In the passage on amateur hockey in Canada below, what practice-to-game ratio is described as general in Canada?

Reading passage =>
┌────────
The major components are social, development, and economic. The social values should be well known, but may, from governmental levels, be taken for granted. Few youths who participate in amateur hockey at any level of competition are unhealthy in terms of physical fitness. They constitute part of that 25% of Canadian children who are physically fit. In addition, juvenile delinquency is minuscule. Why? Possibly because in addition to enjoying the skating, the camaraderie, etc., these youths have something to do for at least six months a year.

Consider player development and development of the sport itself in Canada. It's not that we're not doing it right; it's that we're not doing enough of it. Can we collectively do better for hockey in Canada? Yes, of course we can. But here's where the sport needs help from all levels of government, and much of any progress to be made is mainly dependent on resources—financial, of course—and facilities.

We cannot make it better without the ingredients, and we might as well tie development to the issue of economics. European hockey nations—remember the Olympic medal winners—are able to provide their youth with two, three, and in some cases four practices for every game, whereas there's a general “one practice, one game” ratio in Canada.

Canadian youth in hockey are every bit as good, if not superior, to their counterparts elsewhere in the world of hockey. But at the same time, please recognize that most students are going to do better in terms of development if they receive two, three, or four times as much teaching or training. Olympic- or international-size ice facilities, which are wider, enhance greater player skills. I'm prepared to debate this topic until the sun disappears.
└────────
Supplied entries =>
┌────────
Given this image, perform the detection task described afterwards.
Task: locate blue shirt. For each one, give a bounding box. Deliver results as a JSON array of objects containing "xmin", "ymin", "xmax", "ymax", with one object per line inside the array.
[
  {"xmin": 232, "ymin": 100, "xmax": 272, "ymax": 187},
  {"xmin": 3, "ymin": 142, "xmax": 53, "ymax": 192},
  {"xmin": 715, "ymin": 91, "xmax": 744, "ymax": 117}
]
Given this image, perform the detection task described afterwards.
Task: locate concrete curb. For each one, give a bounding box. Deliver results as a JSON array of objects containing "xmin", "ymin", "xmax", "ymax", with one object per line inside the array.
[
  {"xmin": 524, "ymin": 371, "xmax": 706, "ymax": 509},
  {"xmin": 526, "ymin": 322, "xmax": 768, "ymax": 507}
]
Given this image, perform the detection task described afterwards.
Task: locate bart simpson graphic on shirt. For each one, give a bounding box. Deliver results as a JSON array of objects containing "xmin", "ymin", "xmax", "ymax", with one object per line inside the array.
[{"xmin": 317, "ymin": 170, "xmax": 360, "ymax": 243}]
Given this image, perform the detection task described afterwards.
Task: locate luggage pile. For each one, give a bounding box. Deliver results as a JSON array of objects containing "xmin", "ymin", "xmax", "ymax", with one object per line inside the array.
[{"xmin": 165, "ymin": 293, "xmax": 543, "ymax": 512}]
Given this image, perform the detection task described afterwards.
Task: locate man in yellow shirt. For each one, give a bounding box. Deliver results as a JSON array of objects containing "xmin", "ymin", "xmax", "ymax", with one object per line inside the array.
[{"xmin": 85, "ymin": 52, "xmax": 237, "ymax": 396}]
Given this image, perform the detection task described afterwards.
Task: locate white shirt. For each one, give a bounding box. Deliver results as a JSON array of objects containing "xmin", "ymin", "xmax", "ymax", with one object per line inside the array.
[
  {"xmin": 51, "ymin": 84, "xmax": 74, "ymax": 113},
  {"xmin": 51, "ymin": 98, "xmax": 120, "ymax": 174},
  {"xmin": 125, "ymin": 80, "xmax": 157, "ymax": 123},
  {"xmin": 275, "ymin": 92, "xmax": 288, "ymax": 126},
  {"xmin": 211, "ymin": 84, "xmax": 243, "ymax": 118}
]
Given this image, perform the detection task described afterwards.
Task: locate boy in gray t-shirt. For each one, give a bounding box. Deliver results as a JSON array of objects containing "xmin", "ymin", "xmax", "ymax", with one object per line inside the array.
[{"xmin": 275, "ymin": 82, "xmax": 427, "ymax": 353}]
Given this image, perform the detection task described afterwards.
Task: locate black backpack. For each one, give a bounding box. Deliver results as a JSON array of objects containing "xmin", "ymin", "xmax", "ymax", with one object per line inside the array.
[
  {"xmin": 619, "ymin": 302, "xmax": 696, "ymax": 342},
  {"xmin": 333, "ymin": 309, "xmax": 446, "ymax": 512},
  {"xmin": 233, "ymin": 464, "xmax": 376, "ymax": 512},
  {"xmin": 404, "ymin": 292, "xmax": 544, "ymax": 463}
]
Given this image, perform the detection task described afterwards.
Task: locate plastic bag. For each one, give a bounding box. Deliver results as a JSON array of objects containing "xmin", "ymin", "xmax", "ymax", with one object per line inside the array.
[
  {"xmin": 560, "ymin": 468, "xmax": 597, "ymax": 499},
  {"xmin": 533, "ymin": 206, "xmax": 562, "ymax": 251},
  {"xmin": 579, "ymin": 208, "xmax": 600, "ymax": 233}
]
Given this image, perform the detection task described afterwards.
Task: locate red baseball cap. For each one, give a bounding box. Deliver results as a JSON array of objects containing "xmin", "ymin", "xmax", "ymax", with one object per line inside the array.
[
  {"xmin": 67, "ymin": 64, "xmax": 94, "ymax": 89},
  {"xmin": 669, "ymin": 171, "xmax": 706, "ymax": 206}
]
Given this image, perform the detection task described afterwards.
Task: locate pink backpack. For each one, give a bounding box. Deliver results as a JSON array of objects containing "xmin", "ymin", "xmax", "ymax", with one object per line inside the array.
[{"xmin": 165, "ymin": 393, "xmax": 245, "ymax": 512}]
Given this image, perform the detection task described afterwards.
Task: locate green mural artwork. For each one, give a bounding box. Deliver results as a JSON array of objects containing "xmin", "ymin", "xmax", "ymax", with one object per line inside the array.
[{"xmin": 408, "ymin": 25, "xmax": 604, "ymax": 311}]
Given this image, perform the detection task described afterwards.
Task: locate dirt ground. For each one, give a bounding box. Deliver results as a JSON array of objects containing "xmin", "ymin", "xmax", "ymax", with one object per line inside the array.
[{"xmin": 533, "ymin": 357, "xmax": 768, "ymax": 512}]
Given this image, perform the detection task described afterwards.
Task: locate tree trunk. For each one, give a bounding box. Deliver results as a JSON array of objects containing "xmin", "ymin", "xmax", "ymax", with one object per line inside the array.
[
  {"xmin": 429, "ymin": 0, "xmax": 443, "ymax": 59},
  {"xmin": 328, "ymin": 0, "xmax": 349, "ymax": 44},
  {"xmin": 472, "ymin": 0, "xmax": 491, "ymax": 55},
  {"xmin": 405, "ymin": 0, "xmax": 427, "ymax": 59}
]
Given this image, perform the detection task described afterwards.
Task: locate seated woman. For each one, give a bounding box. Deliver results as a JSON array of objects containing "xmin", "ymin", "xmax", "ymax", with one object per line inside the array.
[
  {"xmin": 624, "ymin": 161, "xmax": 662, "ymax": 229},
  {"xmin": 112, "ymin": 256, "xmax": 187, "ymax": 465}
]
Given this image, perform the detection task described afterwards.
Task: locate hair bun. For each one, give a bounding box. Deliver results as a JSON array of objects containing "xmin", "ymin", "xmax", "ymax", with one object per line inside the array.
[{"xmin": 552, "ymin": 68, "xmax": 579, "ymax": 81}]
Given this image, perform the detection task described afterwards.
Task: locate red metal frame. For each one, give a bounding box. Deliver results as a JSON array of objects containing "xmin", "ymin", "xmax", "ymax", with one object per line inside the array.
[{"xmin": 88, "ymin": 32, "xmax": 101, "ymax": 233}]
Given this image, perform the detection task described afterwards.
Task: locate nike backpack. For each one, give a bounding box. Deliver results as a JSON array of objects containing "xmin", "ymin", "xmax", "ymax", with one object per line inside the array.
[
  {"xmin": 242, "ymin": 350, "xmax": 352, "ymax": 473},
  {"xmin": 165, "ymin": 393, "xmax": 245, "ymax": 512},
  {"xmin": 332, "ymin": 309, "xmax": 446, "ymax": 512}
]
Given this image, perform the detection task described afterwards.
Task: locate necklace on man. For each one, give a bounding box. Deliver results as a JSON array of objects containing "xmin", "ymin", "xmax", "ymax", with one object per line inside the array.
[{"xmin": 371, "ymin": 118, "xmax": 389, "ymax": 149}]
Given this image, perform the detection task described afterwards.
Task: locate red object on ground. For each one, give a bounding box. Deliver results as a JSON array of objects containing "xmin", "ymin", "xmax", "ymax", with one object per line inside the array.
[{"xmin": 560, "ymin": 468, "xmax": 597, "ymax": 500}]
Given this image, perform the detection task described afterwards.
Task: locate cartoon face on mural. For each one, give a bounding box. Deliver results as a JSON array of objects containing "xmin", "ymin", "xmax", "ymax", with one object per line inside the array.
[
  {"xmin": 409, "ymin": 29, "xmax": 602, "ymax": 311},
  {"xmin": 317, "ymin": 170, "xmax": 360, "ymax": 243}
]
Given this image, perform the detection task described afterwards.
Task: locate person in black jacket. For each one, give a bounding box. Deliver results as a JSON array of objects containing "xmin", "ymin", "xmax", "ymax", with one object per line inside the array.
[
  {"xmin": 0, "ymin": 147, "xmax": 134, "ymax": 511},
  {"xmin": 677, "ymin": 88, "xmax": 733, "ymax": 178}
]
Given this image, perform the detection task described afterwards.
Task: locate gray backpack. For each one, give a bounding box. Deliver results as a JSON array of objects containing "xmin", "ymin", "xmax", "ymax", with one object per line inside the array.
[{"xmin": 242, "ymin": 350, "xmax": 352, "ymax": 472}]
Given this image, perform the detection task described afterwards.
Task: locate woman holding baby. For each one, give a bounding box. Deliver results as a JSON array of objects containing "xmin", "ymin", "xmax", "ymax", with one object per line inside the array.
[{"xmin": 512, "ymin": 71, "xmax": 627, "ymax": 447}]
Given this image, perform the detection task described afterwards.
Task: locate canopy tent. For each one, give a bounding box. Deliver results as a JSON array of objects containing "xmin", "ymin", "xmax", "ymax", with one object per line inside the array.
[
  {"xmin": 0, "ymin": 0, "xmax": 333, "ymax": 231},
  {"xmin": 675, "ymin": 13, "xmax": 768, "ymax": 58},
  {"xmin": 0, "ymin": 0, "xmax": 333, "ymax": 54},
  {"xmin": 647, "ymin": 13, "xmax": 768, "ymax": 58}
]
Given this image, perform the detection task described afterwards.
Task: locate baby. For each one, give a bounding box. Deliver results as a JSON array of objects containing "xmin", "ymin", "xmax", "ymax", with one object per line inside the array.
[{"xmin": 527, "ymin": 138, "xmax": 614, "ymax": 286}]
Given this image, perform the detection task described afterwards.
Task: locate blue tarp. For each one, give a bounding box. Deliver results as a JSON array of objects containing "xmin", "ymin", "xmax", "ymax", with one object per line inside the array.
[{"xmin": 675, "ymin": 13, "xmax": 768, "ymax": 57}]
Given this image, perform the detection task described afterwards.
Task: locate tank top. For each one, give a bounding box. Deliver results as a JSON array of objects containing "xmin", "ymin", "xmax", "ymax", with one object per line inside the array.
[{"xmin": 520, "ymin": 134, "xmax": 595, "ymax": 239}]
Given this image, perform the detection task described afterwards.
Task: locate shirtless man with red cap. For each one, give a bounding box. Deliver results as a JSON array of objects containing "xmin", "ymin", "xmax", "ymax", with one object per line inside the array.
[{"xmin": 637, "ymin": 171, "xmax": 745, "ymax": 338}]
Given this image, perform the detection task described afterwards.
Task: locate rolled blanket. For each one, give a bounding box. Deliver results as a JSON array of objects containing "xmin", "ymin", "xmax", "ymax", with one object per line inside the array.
└────────
Result => One practice for every game.